[SOURCE TEXT]:
[Begin]

Assuming that a - (hyphen) does not occur in either of the first two fields:

awk '{print $1"-"$2 "\t" $0}' file1 | sort -k1,1 > file1.tmp
awk '{print $1"-"$2 "\t" $0}' file2 | sort -k1,1 > file2.tmp
join -e 0 -a 1 -o 1.2,1.3,2.4,2.5,2.6,2.7 file1.tmp file2.tmp > file3

Note: join without the -t option requires sort to use -b. However, since file?.tmp files can never have whitespace before the first field (because awk's default field splitting precludes whitespace in the field variables, $1 and $2, which constitute the new first field), I am able to dispense with sort's -b.

Regards,
Alister

Don_Cragun · April 26, 2013, 11:06pm

Nothing has been said about the sizes of these files. If they are "large", the sort could be relatively expensive. Here is a slightly modified version of one of the awk scripts I proposed earlier (correcting a bug that duplicated the final line of output in some cases) with additional comments added. It avoids the need to sort since the OP has stated that both input files are sorted and produces the desired output except for three lines. The following script doesn't add a trailing space to the output line:

1 125 0 0 0 0

and it produces the output lines:

3 10 0 0 0 0
    and
4 56 0 0 0 0

instead of the output lines:

3 10  0 0 0 0
    and
4 56  0 0 0 0

(note the extra spaces before the "0 0 0 0").

The awk script is:

awk '
# gf1() -  Get a line from file1.
# Description:
#       Set key1 to the 1st two fields from that line separated by a single
#       space.  It is assumed that the input fields are separated by a
#       combination of one or more spaces and tabs.
# Exit Code:
#       0 EOF or error reading from file1.
# Return Value:
#       1 Successful completion.
function gf1() {
        if((getline file1line < file1) != 1) exit(0)
        split(file1line, field, /[ \t]+/)
        key1 = field[1] FS field[2]
        return(1)
}
{       while(key1 < $1 FS $2) {
                # We are here because either this is the 1st line from file2
                # and we have not read a line from file1 yet or the line from
                # file1 does not have a match in file2 and we are looking at a
                # key from file2 that is greater than the key from the current
                # line in file1...
                if(key1) {
                        # Create a enw line for an unmatched key from file1.

[End]

[DATA PROVIDED]:

[Begin]

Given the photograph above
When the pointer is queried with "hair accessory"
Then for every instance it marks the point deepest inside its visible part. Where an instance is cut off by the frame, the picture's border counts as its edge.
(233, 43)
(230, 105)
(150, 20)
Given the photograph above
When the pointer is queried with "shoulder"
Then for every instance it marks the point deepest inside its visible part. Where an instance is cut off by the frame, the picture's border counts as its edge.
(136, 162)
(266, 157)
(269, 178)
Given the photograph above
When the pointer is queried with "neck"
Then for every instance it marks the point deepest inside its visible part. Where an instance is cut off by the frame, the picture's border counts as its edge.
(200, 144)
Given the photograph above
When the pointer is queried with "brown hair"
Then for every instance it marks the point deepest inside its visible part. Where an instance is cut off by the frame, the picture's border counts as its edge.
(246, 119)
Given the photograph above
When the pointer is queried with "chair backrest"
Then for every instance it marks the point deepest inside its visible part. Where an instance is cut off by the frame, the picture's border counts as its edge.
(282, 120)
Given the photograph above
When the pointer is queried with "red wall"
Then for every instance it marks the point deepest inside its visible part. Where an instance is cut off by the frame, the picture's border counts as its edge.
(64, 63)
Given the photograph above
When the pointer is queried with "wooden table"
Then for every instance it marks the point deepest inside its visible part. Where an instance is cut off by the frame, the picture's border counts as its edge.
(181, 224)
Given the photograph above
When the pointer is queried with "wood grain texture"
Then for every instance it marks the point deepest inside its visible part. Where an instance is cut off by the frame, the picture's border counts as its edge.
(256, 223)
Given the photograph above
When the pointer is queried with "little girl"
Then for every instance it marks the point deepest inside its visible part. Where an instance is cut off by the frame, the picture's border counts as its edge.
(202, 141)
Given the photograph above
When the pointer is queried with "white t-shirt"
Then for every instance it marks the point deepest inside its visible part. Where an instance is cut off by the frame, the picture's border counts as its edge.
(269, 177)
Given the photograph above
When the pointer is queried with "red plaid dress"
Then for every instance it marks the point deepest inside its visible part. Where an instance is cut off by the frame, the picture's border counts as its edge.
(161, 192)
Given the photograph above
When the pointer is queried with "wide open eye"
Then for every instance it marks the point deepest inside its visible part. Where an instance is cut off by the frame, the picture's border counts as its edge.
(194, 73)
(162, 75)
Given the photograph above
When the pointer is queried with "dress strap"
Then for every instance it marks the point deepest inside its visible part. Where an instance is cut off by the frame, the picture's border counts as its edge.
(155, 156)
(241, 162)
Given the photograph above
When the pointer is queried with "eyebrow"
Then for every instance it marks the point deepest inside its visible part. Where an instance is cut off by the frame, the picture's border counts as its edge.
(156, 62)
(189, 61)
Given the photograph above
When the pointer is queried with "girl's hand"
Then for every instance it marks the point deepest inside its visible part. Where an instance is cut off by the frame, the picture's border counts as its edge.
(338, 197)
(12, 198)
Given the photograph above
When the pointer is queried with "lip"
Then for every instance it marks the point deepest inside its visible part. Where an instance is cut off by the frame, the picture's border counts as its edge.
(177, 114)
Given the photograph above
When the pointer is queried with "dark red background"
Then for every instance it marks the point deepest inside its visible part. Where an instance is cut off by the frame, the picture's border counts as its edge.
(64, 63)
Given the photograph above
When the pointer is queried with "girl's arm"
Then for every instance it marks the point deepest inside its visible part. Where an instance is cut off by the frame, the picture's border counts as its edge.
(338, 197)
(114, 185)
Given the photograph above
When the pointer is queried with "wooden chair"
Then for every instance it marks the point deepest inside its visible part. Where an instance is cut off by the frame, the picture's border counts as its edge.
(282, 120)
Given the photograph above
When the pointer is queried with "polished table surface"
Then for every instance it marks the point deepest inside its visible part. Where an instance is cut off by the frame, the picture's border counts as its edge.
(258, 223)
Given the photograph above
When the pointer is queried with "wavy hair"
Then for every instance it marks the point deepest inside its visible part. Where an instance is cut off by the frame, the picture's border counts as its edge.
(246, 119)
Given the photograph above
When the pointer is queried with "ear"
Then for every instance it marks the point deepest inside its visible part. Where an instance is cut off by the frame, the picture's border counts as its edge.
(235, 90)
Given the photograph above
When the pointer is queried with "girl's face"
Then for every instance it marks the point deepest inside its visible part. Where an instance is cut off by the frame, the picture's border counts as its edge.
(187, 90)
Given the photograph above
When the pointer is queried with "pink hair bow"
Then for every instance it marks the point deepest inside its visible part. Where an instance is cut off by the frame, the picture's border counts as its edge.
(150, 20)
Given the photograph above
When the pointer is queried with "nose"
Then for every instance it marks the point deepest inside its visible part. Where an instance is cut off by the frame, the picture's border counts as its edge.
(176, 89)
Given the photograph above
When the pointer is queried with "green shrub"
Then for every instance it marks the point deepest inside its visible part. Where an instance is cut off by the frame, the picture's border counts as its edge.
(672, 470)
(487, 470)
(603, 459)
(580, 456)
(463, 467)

[End]

[PROBLEMS TO SOLVE]:
1. In the forum thread on joining files, what does join without the -t option require of sort?
2. Rewrite the paragraph starting "Note: join without the -t option" from the forum thread on joining files as a short list.

[ANSWERS FOR THE EXERCISE]:
1. It requires sort to use -b.

2.
- Join without -t requires sort to use -b.
- The file?.tmp files can never have whitespace before the first field.
- That is because awk's default field splitting keeps whitespace out of $1 and $2, which make up the new first field.
- So sort's -b can be left out.